Learning Torah For The Zechut of A Brother 

LeRefuah Sheleimah and or L’iluy Neshama of a Friend / Relative

Learning Torah is the greatest single merit — it can heal the sick and even change the laws of nature.


The Mishna (43b) describes a number of differences between the way the Ketoret (Incense) was prepared by the kohen gadol on Yom Kippur and the way it was done on a regular day. For example, every day the coals needed for burning the Ketoret would be picked up with a silver Machtah (=shovel) and then transferred to a golden one, while on Yom Kippur a golden Machtah was used to pick up the coals and that same shovel was used to carry the Ketoret into the kodesh Ha'kodashim.

The Gemara on our daf (=page) explains that ordinarily the golden machtah was not used to pick up the coals because the Torah was concerned about the cost of golden shovels and the need to replace them were they used for this work on a regular basis. On Yom Kippur, aside from giving particular honor to the avodah (=service) of the day, allowing the entire process to be done with one Machtah was easier on the Kohen Gadol, who was responsible for the entire Yom Kippur service.

Our Gemara also quotes a baraita that mentions a difference between the daily ketoret and that of Yom Kippur that is not mentioned in the Mishnah. Ben Ha'Segan points out that only the ketoret of the Yom Kippur service had a neoshtik.

The source for the term neoshtik is unclear. Some suggest that its source is Persian, while others identify it as being borrowed from the Latin Nasticiun. According to the vast majority of the commentaries, it is a covering of some sort. The Tosafot Yeshanim say it was a cover for the handle of the machtah. This was necessary on Yom Kippur because the hot coals remained in the shovel for a fairly long time, and this made the handle of the machtah difficult to hold. The explanation presented by the Geonim – which also appears to be the explanation given by the Jerusalem Talmud – is that it was a cover for the shovel itself, whose purpose was to keep the coals burning by protecting them.

Pointing and labeling entries
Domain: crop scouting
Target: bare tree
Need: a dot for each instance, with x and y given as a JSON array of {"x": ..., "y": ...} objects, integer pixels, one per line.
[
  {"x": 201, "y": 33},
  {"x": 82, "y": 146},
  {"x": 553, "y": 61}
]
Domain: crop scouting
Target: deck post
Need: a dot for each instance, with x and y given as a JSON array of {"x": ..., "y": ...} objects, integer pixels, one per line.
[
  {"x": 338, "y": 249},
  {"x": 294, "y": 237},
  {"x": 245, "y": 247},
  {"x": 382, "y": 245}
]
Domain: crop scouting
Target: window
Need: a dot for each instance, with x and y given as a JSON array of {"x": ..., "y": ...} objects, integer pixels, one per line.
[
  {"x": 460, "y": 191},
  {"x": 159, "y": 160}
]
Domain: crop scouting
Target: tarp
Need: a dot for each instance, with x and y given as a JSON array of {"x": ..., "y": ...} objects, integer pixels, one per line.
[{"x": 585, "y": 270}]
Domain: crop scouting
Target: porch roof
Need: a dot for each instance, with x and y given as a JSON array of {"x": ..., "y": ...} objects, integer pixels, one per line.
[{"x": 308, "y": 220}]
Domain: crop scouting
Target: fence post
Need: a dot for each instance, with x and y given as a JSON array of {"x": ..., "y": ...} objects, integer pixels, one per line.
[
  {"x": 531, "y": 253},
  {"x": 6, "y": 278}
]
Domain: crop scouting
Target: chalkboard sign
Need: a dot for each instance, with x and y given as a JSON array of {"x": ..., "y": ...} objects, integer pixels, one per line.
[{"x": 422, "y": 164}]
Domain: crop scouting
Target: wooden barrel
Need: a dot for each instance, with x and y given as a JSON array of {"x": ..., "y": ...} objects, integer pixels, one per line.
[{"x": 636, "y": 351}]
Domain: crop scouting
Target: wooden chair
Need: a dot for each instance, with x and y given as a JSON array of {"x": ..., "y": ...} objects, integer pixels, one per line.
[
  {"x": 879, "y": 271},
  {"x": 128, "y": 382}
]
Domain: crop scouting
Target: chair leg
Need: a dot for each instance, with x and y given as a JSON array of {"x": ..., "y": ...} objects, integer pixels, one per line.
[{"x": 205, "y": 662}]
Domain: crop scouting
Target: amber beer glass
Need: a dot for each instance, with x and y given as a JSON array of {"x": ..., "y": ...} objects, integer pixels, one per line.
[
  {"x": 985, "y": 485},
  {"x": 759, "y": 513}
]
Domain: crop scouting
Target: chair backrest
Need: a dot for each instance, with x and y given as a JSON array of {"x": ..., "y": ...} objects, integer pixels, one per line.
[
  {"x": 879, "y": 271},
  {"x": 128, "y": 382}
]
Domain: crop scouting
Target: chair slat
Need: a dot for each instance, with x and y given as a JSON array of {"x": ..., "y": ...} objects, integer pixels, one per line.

*Problems:*
a) Decide whether each statement agrees with the passage on the Yom Kippur incense, answering yes or no and quoting the deciding words: (i) On a regular day, the coals were picked up with a silver shovel and then moved to a golden one. (ii) Ben Ha'Segan says the daily ketoret had a neoshtik. (iii) The Tosafot Yeshanim say the neoshtik covered the shovel itself.
b) Count the lines of the listing that contain the string "chair". Give only the number.

*Expected outputs:*
a)
(i) Yes: "every day the coals needed for burning the Ketoret would be picked up with a silver Machtah (=shovel) and then transferred to a golden one"
(ii) No: "only the ketoret of the Yom Kippur service had a neoshtik."
(iii) No: "The Tosafot Yeshanim say it was a cover for the handle of the machtah."

b) 4